## [Supplied material]
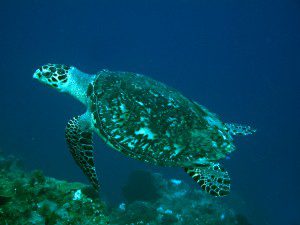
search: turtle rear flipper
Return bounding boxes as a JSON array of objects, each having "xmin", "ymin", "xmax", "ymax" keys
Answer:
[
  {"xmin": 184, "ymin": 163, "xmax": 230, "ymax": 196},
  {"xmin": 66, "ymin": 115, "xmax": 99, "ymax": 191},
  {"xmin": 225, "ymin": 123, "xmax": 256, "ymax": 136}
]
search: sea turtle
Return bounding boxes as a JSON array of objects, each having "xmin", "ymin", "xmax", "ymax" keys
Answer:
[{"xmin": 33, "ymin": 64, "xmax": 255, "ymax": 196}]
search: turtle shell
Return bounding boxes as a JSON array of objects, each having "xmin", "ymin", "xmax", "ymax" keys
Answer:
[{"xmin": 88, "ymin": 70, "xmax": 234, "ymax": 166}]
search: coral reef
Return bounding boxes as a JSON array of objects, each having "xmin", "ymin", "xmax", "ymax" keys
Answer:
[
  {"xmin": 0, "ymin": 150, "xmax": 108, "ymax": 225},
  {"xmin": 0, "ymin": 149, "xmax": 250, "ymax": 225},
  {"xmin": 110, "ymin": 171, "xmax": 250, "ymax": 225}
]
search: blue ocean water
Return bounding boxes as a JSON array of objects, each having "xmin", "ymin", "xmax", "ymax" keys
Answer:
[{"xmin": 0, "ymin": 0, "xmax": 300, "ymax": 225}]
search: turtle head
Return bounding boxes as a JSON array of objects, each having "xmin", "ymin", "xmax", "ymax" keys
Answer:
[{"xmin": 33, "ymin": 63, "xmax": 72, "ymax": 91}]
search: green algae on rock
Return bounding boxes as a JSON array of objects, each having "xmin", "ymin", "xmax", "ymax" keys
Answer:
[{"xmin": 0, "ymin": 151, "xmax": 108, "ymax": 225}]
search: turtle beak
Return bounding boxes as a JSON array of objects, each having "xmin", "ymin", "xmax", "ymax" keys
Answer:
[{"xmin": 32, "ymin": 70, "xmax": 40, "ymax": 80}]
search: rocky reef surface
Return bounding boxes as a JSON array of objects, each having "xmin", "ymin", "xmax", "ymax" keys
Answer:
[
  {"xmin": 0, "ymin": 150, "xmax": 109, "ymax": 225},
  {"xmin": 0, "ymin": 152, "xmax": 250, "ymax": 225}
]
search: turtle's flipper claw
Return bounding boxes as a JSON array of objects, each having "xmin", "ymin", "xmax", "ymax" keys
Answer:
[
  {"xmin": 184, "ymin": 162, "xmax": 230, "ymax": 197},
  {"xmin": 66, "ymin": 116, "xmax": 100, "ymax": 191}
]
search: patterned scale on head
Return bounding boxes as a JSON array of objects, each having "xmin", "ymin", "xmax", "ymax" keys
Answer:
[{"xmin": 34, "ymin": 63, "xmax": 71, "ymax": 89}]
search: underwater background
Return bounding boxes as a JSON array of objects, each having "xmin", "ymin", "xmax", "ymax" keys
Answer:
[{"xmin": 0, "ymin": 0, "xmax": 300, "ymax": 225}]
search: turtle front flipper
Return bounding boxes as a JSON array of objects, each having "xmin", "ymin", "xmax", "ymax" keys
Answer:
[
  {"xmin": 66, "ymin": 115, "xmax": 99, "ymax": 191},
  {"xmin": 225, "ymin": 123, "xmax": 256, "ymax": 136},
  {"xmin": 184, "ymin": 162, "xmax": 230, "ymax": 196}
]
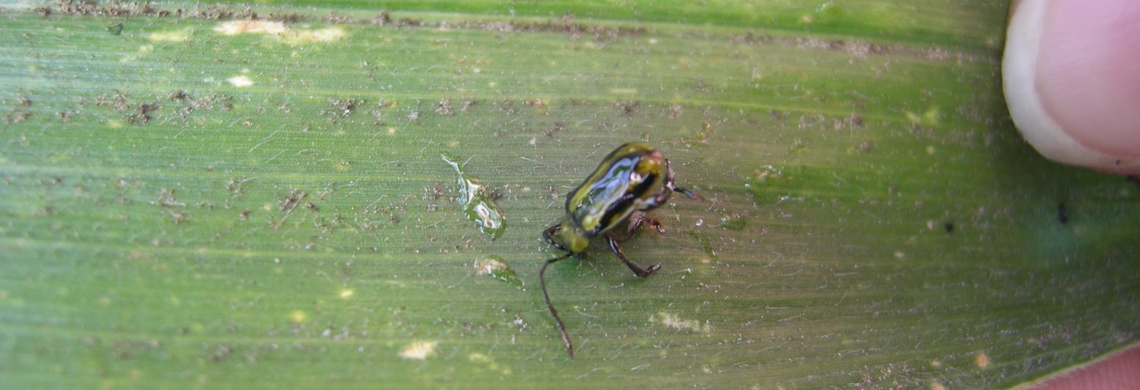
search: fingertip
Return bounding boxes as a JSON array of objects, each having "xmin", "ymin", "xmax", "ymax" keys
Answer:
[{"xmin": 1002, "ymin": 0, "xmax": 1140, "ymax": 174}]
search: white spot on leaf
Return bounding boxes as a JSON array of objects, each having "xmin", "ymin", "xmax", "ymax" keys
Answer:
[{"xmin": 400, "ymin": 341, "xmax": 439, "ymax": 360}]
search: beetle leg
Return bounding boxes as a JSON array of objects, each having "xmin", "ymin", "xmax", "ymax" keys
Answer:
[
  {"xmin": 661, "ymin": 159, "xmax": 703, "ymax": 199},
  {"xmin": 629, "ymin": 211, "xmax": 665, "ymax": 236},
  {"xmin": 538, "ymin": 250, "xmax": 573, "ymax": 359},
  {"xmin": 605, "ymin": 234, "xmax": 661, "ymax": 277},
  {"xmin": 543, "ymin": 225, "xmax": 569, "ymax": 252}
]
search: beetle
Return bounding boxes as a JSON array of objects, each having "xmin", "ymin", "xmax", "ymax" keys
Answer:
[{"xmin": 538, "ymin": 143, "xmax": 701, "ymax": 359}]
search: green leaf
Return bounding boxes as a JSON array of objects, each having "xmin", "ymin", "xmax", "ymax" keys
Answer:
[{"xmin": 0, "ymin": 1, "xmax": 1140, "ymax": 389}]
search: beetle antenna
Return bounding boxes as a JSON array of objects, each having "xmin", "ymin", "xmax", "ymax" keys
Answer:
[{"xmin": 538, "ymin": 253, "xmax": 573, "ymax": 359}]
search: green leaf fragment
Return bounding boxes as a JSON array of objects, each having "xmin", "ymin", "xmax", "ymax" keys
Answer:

## [The exercise]
Show every line of the material above that contains the string "leaf", copying each line in full. Case counts.

## [Result for this task]
search: white spot on leaf
search: green leaf
search: green leaf fragment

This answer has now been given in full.